EXERCISE PASSAGE
--- START ---

Another option you may advice is for your patient to dilute food-grade hydrogen peroxide with equal parts water. Swish the solution in the mouth, but do not swallow it. This is not advisable to children. This will help if the pain is coming from periodontitis that generally occurs as a result of poor oral hygiene.
(f) Peppermint Tea
Research shows that peppermint is both antibacterial and antioxidant compounds. Its active ingredient is menthol, thus, it may cause mild numbing effect that can help on your patient’s toothache. This is done by swishing peppermint tea or sucking on peppermint tea bags that temporarily relieve pain from a toothache.
One of the main compounds in cloves is eugenol and we all know that eugenol acts as an analgesic, which means that it numbs the area.
To use clove for a toothache, soak ground cloves in water to make a paste. Then, apply the paste to the tooth, or put it in an empty tea bag and place it in the mouth. Alternatively, gently chewing or sucking on a single clove and then allowing it to sit near the painful tooth may help relieve pain. Kindly just warn your patients that this is not a suitable remedy for children, as they may swallow too much clove and single cloves can be spiky and painful if a person swallows them.

--- END ---

DATA PROVIDED
--- START ---

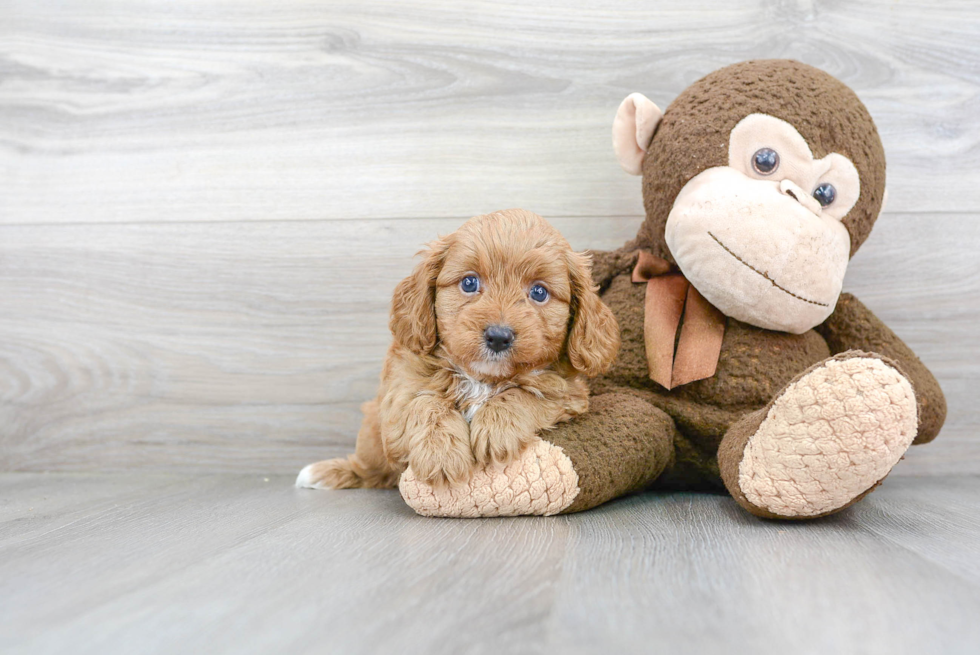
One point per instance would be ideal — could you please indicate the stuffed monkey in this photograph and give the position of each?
(743, 366)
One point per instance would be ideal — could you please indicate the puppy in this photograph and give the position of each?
(494, 334)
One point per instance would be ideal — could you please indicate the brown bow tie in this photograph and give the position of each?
(674, 360)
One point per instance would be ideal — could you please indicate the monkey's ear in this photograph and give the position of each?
(413, 309)
(636, 119)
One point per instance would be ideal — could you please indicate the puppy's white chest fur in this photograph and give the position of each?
(471, 394)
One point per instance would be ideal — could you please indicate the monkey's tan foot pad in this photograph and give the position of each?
(830, 437)
(541, 482)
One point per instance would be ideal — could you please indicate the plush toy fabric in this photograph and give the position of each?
(743, 366)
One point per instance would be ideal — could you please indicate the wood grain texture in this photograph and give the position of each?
(250, 346)
(167, 563)
(156, 110)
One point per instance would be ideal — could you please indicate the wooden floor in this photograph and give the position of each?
(248, 564)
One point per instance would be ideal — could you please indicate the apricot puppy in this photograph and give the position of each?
(494, 334)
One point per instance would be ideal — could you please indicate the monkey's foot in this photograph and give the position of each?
(825, 442)
(540, 482)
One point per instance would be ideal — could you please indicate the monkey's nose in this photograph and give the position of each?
(498, 338)
(795, 192)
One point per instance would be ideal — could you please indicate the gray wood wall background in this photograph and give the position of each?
(205, 204)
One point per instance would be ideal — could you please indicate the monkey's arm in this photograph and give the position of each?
(853, 326)
(607, 264)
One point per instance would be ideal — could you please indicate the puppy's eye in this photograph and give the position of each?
(825, 194)
(469, 284)
(765, 161)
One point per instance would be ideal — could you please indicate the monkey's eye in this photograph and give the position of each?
(765, 161)
(538, 293)
(469, 284)
(825, 194)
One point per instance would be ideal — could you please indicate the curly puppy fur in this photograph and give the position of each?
(448, 403)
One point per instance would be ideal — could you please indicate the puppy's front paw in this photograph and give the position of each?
(329, 474)
(497, 438)
(442, 455)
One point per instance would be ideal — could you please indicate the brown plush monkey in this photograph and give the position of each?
(742, 365)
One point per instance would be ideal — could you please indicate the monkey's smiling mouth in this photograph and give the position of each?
(765, 275)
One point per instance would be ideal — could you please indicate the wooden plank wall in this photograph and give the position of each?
(205, 204)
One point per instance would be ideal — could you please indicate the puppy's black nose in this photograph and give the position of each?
(498, 337)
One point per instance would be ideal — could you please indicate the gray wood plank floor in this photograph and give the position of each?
(244, 563)
(205, 204)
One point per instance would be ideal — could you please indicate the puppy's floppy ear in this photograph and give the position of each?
(413, 308)
(593, 336)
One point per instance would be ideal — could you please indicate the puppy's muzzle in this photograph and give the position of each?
(498, 338)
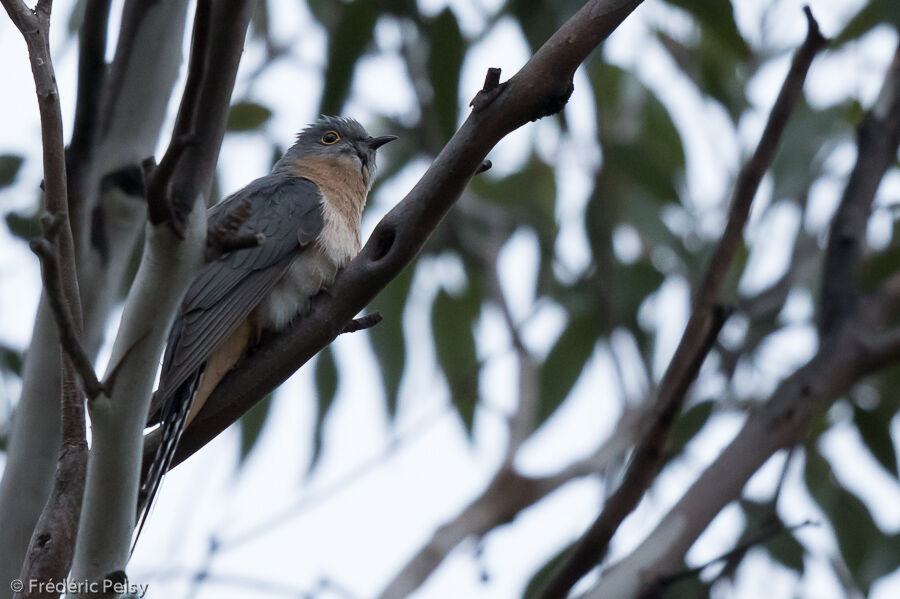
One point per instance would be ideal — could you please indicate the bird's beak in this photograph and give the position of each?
(377, 142)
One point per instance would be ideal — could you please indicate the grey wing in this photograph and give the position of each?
(288, 212)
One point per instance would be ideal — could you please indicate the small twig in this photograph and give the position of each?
(489, 92)
(878, 137)
(741, 548)
(366, 322)
(159, 201)
(68, 337)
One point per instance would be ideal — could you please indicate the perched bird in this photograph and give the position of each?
(309, 210)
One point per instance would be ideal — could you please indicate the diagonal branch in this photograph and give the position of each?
(539, 89)
(700, 334)
(52, 542)
(168, 264)
(855, 346)
(878, 137)
(508, 494)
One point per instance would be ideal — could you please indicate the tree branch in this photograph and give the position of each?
(52, 542)
(878, 138)
(48, 252)
(540, 88)
(105, 225)
(167, 267)
(507, 495)
(699, 335)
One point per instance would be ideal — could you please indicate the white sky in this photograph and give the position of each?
(366, 510)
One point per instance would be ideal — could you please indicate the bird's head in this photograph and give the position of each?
(339, 138)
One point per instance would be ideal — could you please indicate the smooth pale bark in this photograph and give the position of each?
(132, 134)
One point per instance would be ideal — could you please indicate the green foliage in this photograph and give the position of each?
(716, 18)
(350, 27)
(252, 424)
(872, 14)
(448, 48)
(875, 430)
(452, 320)
(564, 364)
(762, 522)
(542, 576)
(247, 116)
(868, 552)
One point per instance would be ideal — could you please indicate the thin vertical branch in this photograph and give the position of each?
(52, 543)
(698, 338)
(878, 137)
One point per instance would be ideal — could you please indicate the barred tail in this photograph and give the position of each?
(173, 416)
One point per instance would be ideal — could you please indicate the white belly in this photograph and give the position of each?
(308, 274)
(311, 271)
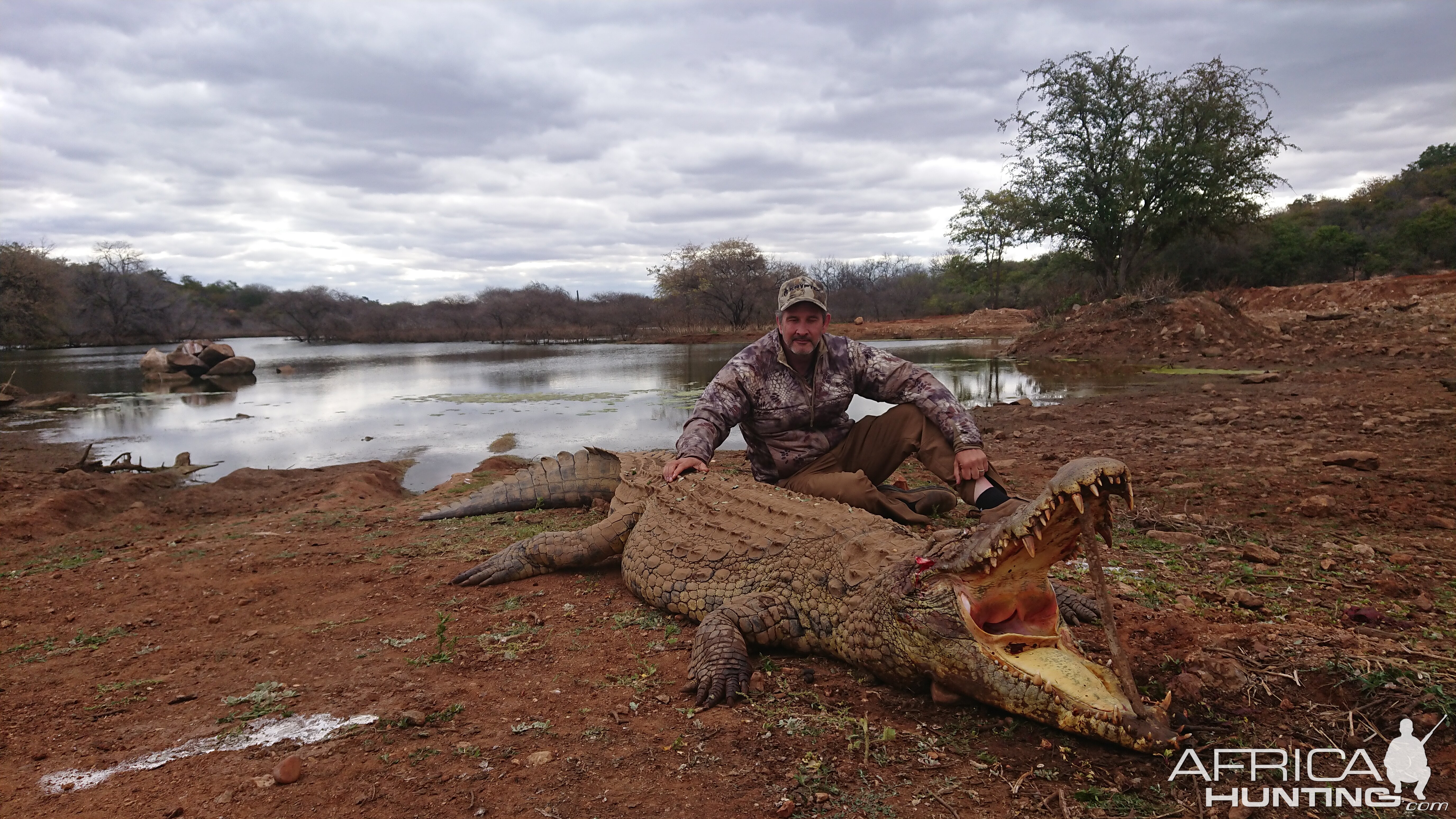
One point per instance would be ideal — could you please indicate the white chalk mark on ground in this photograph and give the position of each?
(301, 728)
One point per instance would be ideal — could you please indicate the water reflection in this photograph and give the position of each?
(442, 404)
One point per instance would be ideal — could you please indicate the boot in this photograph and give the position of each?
(928, 501)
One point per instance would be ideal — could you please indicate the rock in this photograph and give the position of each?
(289, 770)
(1394, 585)
(155, 362)
(1176, 538)
(1259, 553)
(1224, 674)
(180, 362)
(1244, 598)
(1186, 687)
(1355, 460)
(235, 366)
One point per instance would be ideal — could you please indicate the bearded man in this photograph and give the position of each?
(790, 393)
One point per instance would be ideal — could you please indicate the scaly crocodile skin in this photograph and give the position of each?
(970, 613)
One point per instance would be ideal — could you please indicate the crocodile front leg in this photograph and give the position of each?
(720, 668)
(549, 552)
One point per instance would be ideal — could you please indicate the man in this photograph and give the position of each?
(790, 393)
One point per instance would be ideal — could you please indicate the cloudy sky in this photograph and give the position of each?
(410, 149)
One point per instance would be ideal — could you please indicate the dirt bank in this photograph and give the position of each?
(133, 607)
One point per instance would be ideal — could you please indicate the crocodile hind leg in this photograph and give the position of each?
(555, 550)
(718, 670)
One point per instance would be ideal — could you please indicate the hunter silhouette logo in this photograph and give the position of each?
(1406, 760)
(1320, 777)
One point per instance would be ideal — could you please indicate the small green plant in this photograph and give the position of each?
(445, 649)
(445, 716)
(266, 699)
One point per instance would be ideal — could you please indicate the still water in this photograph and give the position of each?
(443, 404)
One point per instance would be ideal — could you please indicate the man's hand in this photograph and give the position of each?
(970, 464)
(681, 466)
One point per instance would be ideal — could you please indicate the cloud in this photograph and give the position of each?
(407, 151)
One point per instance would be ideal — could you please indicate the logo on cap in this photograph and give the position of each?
(803, 289)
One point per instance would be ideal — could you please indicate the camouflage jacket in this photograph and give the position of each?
(790, 423)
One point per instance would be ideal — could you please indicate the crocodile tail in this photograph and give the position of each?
(552, 483)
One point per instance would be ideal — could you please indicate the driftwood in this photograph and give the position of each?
(183, 466)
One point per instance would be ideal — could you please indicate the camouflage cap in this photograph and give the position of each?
(803, 289)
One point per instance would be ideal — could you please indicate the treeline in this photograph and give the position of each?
(1398, 225)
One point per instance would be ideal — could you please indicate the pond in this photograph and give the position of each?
(442, 406)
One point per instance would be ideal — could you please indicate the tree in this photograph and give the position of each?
(1120, 161)
(988, 225)
(731, 279)
(28, 294)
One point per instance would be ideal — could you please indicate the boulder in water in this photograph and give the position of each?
(185, 363)
(215, 353)
(155, 362)
(235, 366)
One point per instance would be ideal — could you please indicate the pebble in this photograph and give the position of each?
(1176, 538)
(1259, 553)
(1245, 599)
(1317, 506)
(289, 770)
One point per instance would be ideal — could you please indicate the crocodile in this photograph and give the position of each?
(964, 613)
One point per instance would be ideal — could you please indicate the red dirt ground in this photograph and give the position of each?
(127, 594)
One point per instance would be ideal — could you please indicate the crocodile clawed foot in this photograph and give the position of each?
(503, 567)
(1077, 608)
(720, 687)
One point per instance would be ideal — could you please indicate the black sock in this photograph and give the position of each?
(992, 498)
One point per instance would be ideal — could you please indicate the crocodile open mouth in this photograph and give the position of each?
(1010, 607)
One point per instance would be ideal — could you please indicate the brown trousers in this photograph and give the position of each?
(873, 451)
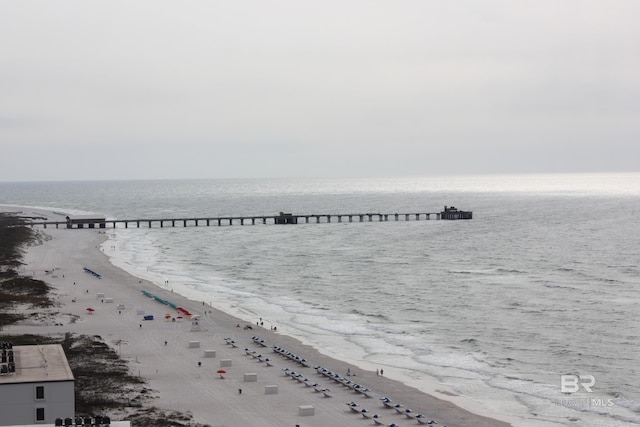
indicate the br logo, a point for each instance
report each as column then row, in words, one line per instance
column 572, row 383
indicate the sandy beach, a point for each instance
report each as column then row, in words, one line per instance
column 181, row 362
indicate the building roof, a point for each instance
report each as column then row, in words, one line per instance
column 38, row 363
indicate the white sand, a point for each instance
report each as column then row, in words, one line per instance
column 172, row 369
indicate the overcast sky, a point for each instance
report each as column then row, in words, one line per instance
column 259, row 89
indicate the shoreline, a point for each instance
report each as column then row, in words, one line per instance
column 192, row 388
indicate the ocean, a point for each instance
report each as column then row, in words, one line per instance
column 530, row 309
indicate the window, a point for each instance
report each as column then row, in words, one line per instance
column 39, row 414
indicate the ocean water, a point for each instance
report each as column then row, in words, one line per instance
column 543, row 282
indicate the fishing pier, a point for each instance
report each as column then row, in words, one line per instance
column 449, row 213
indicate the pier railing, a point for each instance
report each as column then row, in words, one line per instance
column 281, row 218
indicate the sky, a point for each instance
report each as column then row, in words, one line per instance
column 156, row 89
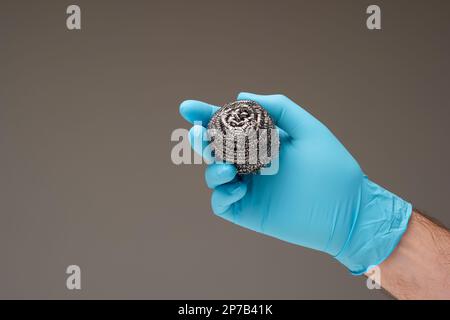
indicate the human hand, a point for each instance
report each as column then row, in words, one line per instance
column 319, row 198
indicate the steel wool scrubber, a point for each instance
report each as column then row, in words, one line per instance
column 243, row 133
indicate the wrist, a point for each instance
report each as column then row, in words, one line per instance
column 381, row 221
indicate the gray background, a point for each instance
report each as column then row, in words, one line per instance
column 86, row 117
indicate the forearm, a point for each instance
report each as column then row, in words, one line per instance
column 419, row 268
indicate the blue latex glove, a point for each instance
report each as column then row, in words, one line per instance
column 320, row 197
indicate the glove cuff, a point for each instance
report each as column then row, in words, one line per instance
column 382, row 219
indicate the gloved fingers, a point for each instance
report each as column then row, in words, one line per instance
column 287, row 114
column 197, row 111
column 224, row 196
column 199, row 142
column 217, row 174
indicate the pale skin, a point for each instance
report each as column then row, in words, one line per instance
column 419, row 268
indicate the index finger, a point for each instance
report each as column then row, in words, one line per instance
column 197, row 111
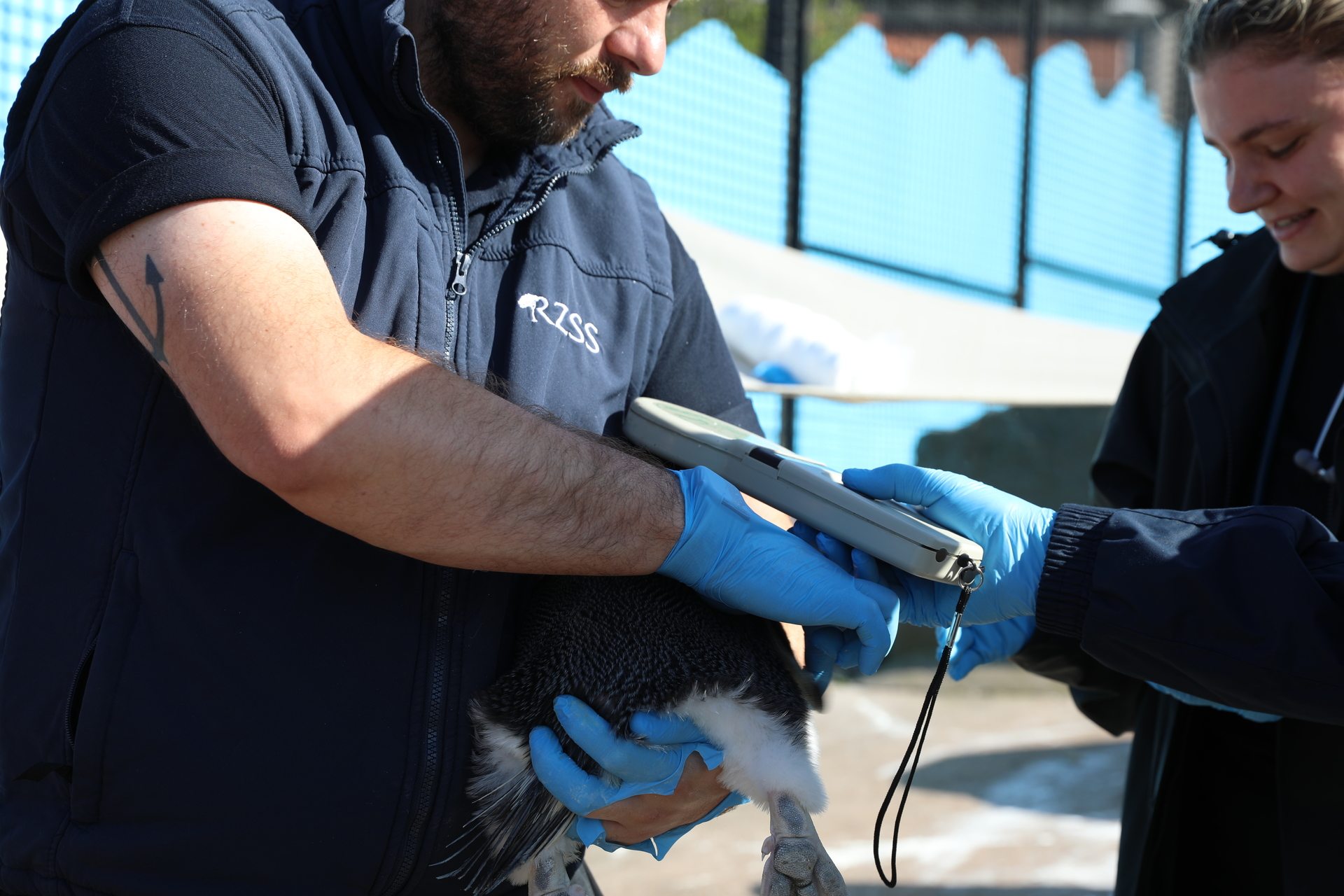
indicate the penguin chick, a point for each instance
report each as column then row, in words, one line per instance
column 625, row 645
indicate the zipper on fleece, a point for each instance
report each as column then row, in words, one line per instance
column 463, row 262
column 436, row 685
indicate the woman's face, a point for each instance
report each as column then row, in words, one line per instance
column 1280, row 127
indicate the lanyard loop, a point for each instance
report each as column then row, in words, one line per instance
column 917, row 742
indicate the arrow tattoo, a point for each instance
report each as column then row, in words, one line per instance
column 153, row 339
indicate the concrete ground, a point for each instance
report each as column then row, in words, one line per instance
column 1016, row 796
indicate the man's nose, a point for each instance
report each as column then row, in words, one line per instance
column 640, row 41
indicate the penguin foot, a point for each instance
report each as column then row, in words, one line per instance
column 796, row 864
column 547, row 876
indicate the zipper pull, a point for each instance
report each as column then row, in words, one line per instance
column 461, row 264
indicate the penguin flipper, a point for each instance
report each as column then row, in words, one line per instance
column 514, row 824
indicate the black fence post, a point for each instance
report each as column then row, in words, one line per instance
column 788, row 419
column 1031, row 42
column 794, row 62
column 1184, row 115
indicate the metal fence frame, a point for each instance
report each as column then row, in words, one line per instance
column 792, row 16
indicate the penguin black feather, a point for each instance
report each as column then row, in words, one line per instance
column 622, row 645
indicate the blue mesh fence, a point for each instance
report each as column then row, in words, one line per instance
column 24, row 24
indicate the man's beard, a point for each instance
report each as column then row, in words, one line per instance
column 499, row 65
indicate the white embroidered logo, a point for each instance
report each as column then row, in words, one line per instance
column 564, row 320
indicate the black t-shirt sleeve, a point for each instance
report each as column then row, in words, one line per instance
column 694, row 367
column 141, row 118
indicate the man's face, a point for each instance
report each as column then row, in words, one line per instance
column 1280, row 127
column 523, row 73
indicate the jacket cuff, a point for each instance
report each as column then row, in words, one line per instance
column 1066, row 578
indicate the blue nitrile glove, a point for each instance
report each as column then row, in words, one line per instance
column 638, row 769
column 741, row 562
column 1199, row 701
column 1012, row 532
column 990, row 643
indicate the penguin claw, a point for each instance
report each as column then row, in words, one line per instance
column 796, row 862
column 549, row 878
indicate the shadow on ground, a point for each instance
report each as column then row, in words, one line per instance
column 1077, row 780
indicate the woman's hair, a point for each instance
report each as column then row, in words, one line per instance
column 1277, row 29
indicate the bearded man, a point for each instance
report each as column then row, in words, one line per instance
column 254, row 559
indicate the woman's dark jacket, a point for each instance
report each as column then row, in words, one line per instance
column 1187, row 433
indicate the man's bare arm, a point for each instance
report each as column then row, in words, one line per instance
column 237, row 304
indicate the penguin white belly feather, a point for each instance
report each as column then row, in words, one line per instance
column 625, row 645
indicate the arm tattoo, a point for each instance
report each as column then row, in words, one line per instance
column 155, row 339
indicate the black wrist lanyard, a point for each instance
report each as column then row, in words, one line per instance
column 917, row 742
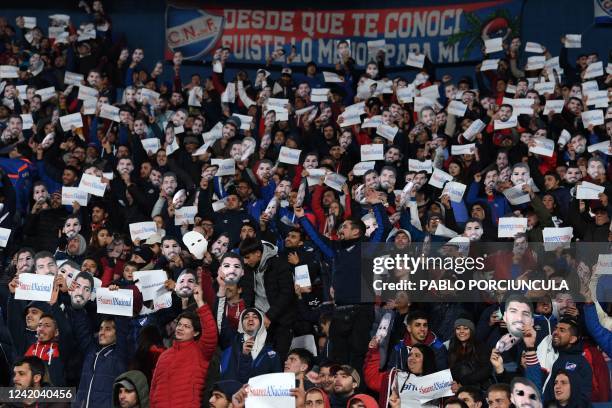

--- END ---

EXERCISE REQUIREMENTS
Translate this sentence from the toothache remedies text into Spanish: "Then, apply the paste to the tooth, or put it in an empty tea bag and place it in the mouth."

ANSWER SPACE
Luego, aplique la pasta sobre el diente o colóquela en una bolsita de té vacía y póngala en la boca.